_ЗАДАНИЯ_.
**a.** Во что, согласно отрывку, была одета Александра Захаровна на вечере в Чешско-Русской Едноте?
**b.** Приведите фрагмент отрывка начиная со слов «Дорогая Ольга Елисеевна, найдите» и до слов «все такие убожества!» включительно, заменив в нём «коляске» на «лодке».

_ФРАГМЕНТ ТЕКСТА_.
-------
Да, на каком-то вечере в Чешско-Русской Едноте (была второй раз за два года) видела Родзевича. Сидели за столиком с Булгаковой. Прислонили для приличия два стула, якобы ожидая еще пару, которая, разумеется, не явилась. В один из перерывов подошел (Булгакова, по обыкновению, «va faive un petit tour pour me faire plaisir» {36} — и Родзевич, не рассчитывая на ее быстроту, не боялся). Мы стояли с Александрой Захаровной [145] — она в голубой шали, я — в голубой шали, она — из деревни, я — из деревни… Истово поцеловал руку, и я, задерживая его — в своей: «Родзевич! Да у Вас женские часы!» — «Даже девические». — «Ну, девические — это никогда не точно!» Улыбнулся своей негодной улыбкой (с Булгаковой от такой быстроты отвык) — и, естественно, ничего не нашел в ответ. (Булгакова, получив от своего и всех православных, — отца [146] 400 крон на рождение, купила вместо одних, — двое часов, и те и другие — женские: одни себе на правую, другие Родзевичу на правую: того же вида, качества и размера, чтобы если и будут врать, врали одинаково. А собственного и всех православных, — отца оболгала, сказав, что часы стоят 400 крон. Рассказывала мне это еще летом, заменив часы Родзевичу какой-то другой необходимостью). Постояли — разошлись. Постояли и с возвратившейся из турне Булгаковой. — Как все просто, и если бы заранее знать! — Со мной всегда так расставались, кроме Бориса Пастернака, с которым встреча и, следовательно, расставание — еще впереди.
Дорогая Ольга Елисеевна, найдите мне оказию в Москву, к нему, — верную! Если не скорую, то — верную. Я сегодня видела его во сне: «Die Nacht ist tiefer, als der Tag gedacht» (ночь глубже, чем это думал день) [147], он катал в коляске какую-то девочку — хоть десять! — и жену видела, разумную, не- или умно-ревнивую, — словом, мне нужно ему написать. (Не писала с июня, и на последнее письмо — о своем будущем Борисе — ответа не получила, хочу проверить.) Без любви мне все-таки на свете не жить, а вокруг все такие убожества!
-------
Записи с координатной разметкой
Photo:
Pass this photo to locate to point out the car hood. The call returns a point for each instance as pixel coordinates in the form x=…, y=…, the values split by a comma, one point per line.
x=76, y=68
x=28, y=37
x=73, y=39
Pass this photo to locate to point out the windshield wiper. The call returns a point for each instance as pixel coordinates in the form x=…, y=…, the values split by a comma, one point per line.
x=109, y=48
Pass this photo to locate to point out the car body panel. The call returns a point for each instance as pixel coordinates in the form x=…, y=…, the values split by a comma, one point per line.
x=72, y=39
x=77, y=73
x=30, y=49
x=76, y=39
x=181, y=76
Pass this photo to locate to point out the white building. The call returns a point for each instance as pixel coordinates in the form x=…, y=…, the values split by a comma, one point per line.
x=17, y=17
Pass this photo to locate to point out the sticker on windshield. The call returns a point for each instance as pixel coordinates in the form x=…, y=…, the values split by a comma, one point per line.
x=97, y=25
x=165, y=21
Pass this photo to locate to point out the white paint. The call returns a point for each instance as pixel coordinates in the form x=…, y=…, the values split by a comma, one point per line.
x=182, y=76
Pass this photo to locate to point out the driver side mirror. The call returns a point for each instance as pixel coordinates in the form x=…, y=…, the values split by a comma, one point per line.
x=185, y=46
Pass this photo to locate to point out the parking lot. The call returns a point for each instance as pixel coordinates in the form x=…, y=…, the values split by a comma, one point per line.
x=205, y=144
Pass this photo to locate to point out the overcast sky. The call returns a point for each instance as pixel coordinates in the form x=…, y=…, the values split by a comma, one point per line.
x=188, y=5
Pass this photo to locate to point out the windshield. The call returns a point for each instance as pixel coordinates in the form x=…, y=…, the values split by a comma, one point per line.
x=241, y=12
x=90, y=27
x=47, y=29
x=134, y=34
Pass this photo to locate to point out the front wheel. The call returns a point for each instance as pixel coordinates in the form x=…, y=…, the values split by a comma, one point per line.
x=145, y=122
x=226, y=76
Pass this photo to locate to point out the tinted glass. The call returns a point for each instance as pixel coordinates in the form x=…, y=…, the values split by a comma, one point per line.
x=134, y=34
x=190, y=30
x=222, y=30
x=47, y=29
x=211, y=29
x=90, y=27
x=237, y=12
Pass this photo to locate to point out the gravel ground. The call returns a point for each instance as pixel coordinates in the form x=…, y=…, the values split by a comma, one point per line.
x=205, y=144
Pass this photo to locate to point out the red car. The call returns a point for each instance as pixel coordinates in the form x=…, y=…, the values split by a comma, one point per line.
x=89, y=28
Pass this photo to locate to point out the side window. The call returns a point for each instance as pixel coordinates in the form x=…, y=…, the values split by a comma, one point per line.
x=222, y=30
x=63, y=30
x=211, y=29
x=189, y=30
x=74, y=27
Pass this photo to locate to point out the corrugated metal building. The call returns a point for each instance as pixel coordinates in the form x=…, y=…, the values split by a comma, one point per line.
-------
_ОТВЕТЫ_.
**a.** В голубую шаль.

**b.**
Дорогая Ольга Елисеевна, найдите мне оказию в Москву, к нему, — верную! Если не скорую, то — верную. Я сегодня видела его во сне: «Die Nacht ist tiefer, als der Tag gedacht» (ночь глубже, чем это думал день) [147], он катал в лодке какую-то девочку — хоть десять! — и жену видела, разумную, не- или умно-ревнивую, — словом, мне нужно ему написать. (Не писала с июня, и на последнее письмо — о своем будущем Борисе — ответа не получила, хочу проверить.) Без любви мне все-таки на свете не жить, а вокруг все такие убожества!